• **Selected passage**
Begin

Why shouldn’t middle-aged mothers get a wish-fulfillment character, you sad little bigot? Everyone else does. H.L. Mencken once wrote that “Every normal man must be tempted at times to spit on his hands, hoist the black flag, and begin slitting throats.” I can’t think of anyone to whom that applies more than my own mom, and the mothers on my friends list, with the incredible demands on time and spirit they face in their efforts to raise their kids, preserve their families, and save their own identity/sanity into the bargain.
Shit yes, Zamira Drakasha, leaping across the gap between burning ships with twin sabers in hand to kick in some fucking heads and sail off into the sunset with her toddlers in her arms and a hold full of plundered goods, is a wish-fulfillment fantasy from hell. I offer her up on a silver platter with a fucking bow on top; I hope she amuses and delights. In my fictional world, opportunities for butt-kicking do not cease merely because one isn’t a beautiful teenager or a muscle-wrapped font of testosterone. In my fictional universe, the main characters are a fat ugly guy and a skinny forgettable guy, with a supporting cast that includes “SBF, 41, nonsmoker, 2 children, buccaneer of no fixed abode, seeks unescorted merchant for light boarding, heavy plunder.”

End

• **Written tasks**
(A) In the passage about Zamira Drakasha, list the three actions that the H.L. Mencken quote says every normal man must be tempted at times to do.
(B) Reproduce the text of the passage about Zamira Drakasha word for word, starting with "Why shouldn’t middle-aged" and going on through "into the bargain.".
These lines come from a separate source.

Object pointing dataset rows
Begin

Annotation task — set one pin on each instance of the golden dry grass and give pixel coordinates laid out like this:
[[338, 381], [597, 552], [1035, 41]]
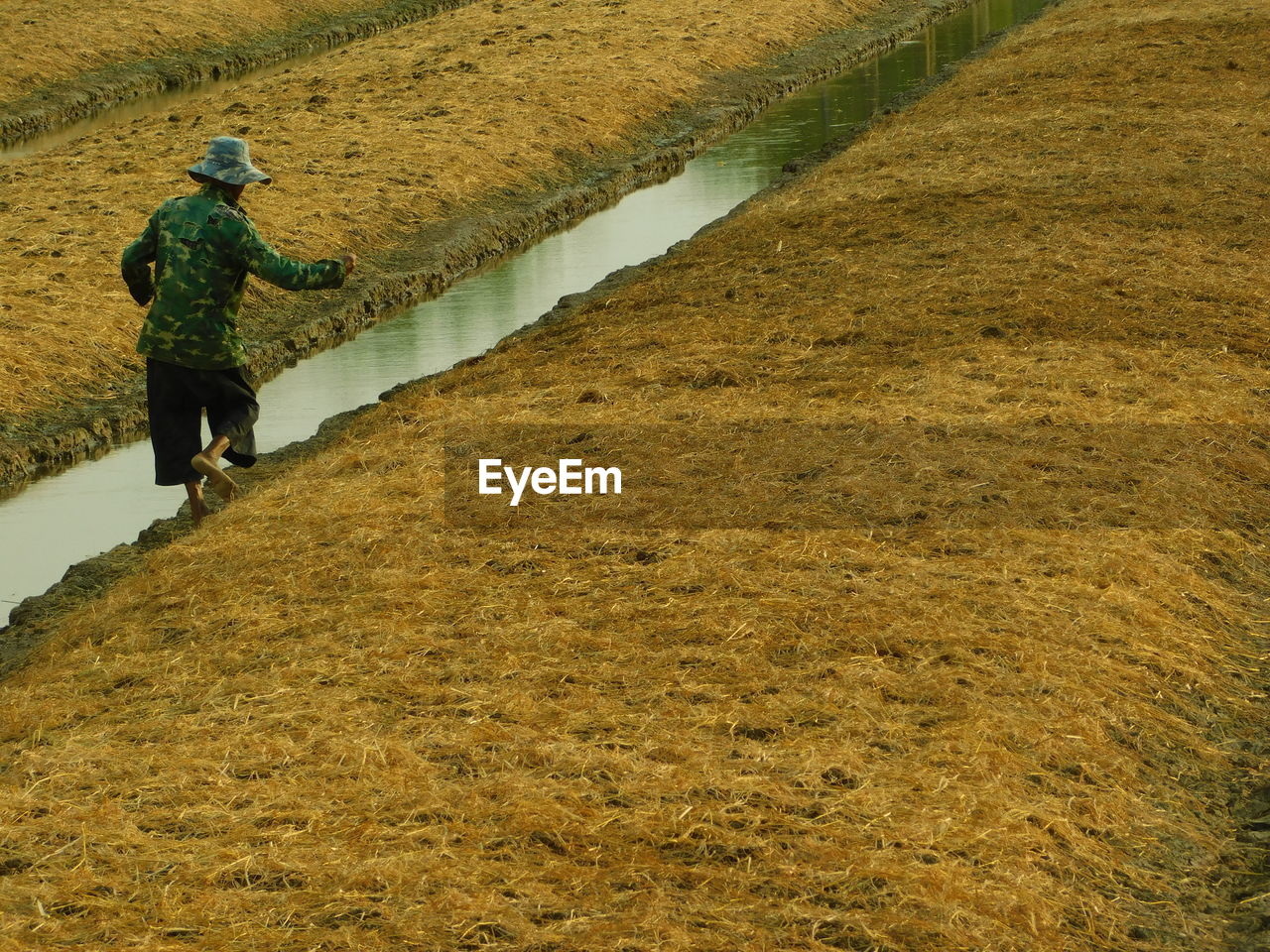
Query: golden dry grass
[[59, 40], [366, 145], [329, 720]]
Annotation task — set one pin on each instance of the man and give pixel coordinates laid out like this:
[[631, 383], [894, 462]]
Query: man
[[203, 246]]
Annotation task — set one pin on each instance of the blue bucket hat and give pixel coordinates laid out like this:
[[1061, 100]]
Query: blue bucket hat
[[227, 160]]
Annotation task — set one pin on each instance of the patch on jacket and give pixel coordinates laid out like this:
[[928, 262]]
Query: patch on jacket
[[226, 211]]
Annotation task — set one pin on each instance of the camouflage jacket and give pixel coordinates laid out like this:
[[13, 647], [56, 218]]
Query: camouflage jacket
[[203, 246]]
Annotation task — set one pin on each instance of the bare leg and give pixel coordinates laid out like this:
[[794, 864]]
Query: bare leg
[[197, 507], [208, 462]]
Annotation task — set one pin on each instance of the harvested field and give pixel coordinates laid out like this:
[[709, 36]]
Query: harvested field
[[368, 146], [63, 39], [335, 719]]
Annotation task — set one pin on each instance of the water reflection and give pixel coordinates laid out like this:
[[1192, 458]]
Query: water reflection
[[64, 518]]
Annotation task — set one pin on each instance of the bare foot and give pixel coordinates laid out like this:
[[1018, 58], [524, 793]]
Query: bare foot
[[216, 477]]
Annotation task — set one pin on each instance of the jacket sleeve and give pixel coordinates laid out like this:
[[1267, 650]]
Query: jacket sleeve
[[259, 258], [136, 262]]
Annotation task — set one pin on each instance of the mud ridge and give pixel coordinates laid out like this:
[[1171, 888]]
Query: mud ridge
[[33, 619], [431, 261], [91, 93]]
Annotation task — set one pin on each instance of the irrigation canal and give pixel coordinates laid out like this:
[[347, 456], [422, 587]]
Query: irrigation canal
[[86, 509]]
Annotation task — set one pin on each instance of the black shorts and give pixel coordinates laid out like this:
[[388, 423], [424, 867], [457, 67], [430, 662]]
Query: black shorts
[[177, 397]]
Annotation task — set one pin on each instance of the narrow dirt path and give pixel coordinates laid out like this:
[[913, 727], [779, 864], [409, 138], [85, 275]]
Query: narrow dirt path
[[966, 658]]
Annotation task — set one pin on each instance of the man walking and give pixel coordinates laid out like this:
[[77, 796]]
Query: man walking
[[203, 246]]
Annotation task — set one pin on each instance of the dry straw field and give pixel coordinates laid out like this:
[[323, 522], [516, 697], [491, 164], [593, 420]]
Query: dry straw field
[[366, 145], [59, 40], [331, 719]]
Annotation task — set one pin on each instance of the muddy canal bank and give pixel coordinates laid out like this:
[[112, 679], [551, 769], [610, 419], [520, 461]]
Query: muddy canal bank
[[426, 262], [982, 671]]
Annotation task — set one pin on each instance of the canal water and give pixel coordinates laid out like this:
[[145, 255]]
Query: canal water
[[62, 520]]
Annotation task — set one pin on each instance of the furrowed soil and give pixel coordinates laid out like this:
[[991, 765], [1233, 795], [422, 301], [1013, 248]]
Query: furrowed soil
[[64, 60], [426, 150], [965, 655]]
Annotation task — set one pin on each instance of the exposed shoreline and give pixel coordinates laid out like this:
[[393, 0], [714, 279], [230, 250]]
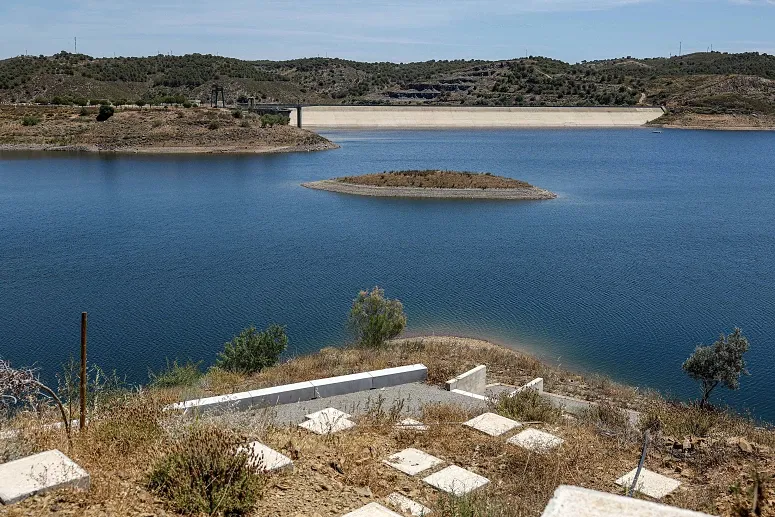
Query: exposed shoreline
[[531, 194]]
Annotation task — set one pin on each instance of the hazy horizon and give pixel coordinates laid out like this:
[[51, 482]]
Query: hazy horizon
[[394, 31]]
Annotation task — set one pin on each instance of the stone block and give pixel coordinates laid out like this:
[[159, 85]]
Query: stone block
[[372, 510], [267, 459], [535, 440], [492, 424], [323, 425], [400, 375], [456, 480], [649, 483], [39, 473], [285, 394], [329, 414], [406, 505], [412, 461], [410, 424], [472, 381], [342, 385], [573, 501]]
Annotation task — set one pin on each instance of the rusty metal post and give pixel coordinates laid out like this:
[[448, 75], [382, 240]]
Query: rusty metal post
[[82, 421]]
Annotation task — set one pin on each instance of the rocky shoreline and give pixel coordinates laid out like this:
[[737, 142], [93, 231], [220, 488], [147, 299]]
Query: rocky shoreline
[[529, 193]]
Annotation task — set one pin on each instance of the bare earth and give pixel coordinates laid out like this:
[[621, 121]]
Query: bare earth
[[179, 130], [433, 184]]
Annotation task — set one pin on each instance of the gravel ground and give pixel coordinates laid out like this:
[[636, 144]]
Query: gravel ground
[[409, 397]]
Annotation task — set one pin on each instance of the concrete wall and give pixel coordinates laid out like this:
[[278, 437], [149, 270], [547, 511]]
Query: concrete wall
[[386, 117], [472, 381], [303, 391]]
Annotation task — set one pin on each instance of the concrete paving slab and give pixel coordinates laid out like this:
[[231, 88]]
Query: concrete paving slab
[[324, 426], [492, 424], [410, 424], [573, 501], [649, 483], [39, 473], [406, 505], [342, 384], [412, 461], [330, 414], [456, 480], [267, 459], [535, 440], [372, 510], [399, 375]]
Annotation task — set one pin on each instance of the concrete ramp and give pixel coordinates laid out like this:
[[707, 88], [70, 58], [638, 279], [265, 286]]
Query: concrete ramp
[[450, 117]]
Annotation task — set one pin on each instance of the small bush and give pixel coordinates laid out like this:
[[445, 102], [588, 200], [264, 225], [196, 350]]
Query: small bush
[[176, 375], [375, 319], [527, 406], [30, 120], [208, 472], [252, 351], [105, 112]]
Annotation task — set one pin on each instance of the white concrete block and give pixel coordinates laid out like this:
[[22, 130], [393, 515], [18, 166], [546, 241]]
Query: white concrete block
[[536, 384], [410, 424], [372, 510], [285, 394], [406, 505], [412, 461], [649, 483], [325, 426], [492, 424], [342, 385], [39, 473], [572, 501], [472, 381], [535, 440], [267, 459], [329, 414], [456, 480], [399, 375]]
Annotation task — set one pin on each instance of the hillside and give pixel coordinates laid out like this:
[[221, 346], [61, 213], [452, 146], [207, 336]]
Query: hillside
[[705, 83]]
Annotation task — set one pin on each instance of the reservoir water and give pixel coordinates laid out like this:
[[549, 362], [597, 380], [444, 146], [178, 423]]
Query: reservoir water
[[657, 242]]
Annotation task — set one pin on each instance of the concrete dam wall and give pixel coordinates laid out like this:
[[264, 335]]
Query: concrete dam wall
[[386, 117]]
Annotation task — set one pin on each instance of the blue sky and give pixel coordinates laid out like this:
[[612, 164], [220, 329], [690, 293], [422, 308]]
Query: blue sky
[[391, 30]]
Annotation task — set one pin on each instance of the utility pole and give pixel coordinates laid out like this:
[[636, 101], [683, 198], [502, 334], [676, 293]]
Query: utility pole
[[82, 421]]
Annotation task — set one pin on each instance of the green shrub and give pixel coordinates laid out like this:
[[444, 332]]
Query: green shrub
[[375, 319], [720, 363], [252, 351], [176, 375], [527, 406], [30, 120], [105, 112], [208, 472]]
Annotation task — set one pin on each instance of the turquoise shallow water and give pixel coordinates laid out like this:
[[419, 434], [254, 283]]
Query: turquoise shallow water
[[656, 243]]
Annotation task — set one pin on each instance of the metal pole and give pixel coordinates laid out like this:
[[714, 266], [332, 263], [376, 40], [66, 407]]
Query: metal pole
[[82, 422]]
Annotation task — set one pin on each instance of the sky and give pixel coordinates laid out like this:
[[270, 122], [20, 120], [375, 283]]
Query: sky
[[387, 30]]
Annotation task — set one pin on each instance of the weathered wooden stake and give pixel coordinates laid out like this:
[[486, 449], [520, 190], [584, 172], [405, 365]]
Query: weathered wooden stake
[[82, 422]]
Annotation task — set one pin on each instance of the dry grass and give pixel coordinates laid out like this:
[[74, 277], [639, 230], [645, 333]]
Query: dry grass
[[434, 179]]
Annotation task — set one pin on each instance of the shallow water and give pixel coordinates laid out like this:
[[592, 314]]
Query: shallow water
[[656, 243]]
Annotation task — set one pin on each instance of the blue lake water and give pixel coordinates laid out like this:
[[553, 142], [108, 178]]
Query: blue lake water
[[657, 242]]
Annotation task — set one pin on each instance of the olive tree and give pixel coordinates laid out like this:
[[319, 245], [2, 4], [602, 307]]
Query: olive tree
[[720, 363], [252, 351], [375, 319]]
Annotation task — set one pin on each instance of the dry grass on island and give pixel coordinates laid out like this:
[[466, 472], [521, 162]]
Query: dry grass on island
[[148, 130], [434, 184]]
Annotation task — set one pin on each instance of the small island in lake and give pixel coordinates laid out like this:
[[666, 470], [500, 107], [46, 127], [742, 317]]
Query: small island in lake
[[433, 184]]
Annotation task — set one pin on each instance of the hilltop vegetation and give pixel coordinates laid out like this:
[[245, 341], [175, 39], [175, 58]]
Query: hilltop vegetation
[[709, 83]]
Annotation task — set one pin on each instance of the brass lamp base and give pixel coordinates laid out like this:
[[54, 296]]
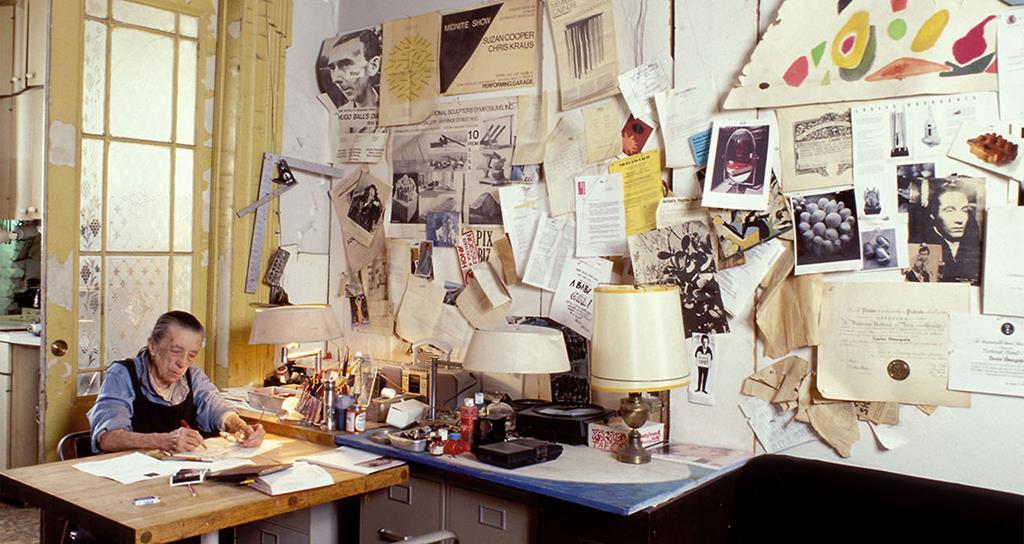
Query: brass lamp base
[[634, 413]]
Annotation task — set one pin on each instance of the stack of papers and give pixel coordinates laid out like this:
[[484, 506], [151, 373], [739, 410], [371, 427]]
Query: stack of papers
[[353, 460]]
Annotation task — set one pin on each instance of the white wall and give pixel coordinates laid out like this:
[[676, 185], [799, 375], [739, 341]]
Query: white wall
[[981, 446]]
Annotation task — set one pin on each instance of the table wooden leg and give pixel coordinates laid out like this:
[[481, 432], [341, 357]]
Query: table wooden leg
[[51, 528]]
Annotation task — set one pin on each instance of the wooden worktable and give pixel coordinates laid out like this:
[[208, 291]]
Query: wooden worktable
[[107, 508]]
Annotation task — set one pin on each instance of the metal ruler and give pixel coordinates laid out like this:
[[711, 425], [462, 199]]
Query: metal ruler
[[267, 194]]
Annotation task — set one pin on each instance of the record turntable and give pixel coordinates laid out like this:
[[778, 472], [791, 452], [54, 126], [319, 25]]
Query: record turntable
[[564, 422]]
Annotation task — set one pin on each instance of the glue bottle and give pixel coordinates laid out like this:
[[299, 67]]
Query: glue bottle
[[467, 418]]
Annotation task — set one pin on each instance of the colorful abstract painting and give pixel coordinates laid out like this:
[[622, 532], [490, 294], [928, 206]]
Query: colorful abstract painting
[[827, 50]]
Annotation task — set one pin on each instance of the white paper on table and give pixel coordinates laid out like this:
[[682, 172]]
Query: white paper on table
[[564, 157], [738, 283], [775, 429], [522, 207], [555, 242], [600, 216], [640, 84], [890, 436], [573, 300], [1010, 56], [1003, 288], [221, 448], [678, 121], [137, 466], [986, 354]]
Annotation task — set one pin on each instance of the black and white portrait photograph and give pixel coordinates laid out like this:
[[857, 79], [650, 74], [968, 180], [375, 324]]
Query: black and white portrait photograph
[[827, 232], [737, 170], [348, 69], [442, 228], [948, 213], [704, 362], [366, 208], [683, 255]]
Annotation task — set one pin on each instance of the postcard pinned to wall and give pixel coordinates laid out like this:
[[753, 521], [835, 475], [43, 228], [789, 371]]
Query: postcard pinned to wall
[[1011, 61], [990, 148], [601, 130], [600, 216], [554, 243], [865, 49], [584, 34], [898, 144], [453, 162], [522, 207], [342, 194], [564, 157], [886, 341], [531, 129], [572, 304], [816, 147], [409, 80], [739, 231], [986, 354], [489, 47], [641, 83], [1003, 290], [827, 232], [684, 255], [738, 165], [642, 187]]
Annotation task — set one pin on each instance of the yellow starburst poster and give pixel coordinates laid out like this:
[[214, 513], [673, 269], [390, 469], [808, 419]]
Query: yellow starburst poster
[[409, 76]]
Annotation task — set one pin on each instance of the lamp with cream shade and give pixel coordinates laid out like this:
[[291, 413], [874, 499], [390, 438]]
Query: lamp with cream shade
[[637, 345], [300, 323], [517, 349]]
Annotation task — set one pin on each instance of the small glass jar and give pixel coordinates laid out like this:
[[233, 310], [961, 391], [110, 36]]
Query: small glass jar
[[436, 446], [455, 446]]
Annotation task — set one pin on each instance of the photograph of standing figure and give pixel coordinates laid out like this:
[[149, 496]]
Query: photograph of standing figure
[[701, 389]]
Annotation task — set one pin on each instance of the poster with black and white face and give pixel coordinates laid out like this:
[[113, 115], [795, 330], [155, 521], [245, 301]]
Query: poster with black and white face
[[487, 48]]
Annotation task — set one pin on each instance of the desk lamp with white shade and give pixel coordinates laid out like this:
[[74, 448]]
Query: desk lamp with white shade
[[517, 349], [294, 324], [637, 345]]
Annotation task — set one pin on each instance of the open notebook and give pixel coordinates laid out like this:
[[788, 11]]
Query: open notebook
[[299, 476], [353, 460]]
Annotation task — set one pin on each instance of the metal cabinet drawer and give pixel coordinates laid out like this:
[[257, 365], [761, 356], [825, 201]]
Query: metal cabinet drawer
[[478, 517], [415, 507], [267, 533]]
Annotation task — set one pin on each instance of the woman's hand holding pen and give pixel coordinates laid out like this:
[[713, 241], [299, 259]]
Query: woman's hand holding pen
[[182, 440]]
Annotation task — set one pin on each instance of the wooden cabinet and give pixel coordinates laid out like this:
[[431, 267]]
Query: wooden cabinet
[[22, 154], [18, 405]]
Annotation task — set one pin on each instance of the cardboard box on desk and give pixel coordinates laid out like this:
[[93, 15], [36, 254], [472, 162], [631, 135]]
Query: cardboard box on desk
[[611, 436]]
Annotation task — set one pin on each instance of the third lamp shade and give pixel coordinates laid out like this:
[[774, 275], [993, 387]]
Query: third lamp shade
[[301, 323], [638, 340], [517, 349]]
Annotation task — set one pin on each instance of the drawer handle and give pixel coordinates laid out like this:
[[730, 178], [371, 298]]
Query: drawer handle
[[430, 538], [492, 517]]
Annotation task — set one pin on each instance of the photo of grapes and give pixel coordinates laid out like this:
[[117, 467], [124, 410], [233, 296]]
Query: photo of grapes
[[827, 229]]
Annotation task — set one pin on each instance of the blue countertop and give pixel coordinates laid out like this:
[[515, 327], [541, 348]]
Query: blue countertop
[[581, 475]]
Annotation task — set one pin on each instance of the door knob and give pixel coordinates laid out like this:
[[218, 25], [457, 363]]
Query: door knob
[[58, 347]]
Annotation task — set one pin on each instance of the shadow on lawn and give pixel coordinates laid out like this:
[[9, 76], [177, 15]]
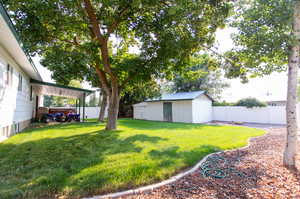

End

• **Exercise solutions**
(A)
- spit on his hands
- hoist the black flag
- begin slitting throats

(B)
Why shouldn’t middle-aged mothers get a wish-fulfillment character, you sad little bigot? Everyone else does. H.L. Mencken once wrote that “Every normal man must be tempted at times to spit on his hands, hoist the black flag, and begin slitting throats.” I can’t think of anyone to whom that applies more than my own mom, and the mothers on my friends list, with the incredible demands on time and spirit they face in their efforts to raise their kids, preserve their families, and save their own identity/sanity into the bargain.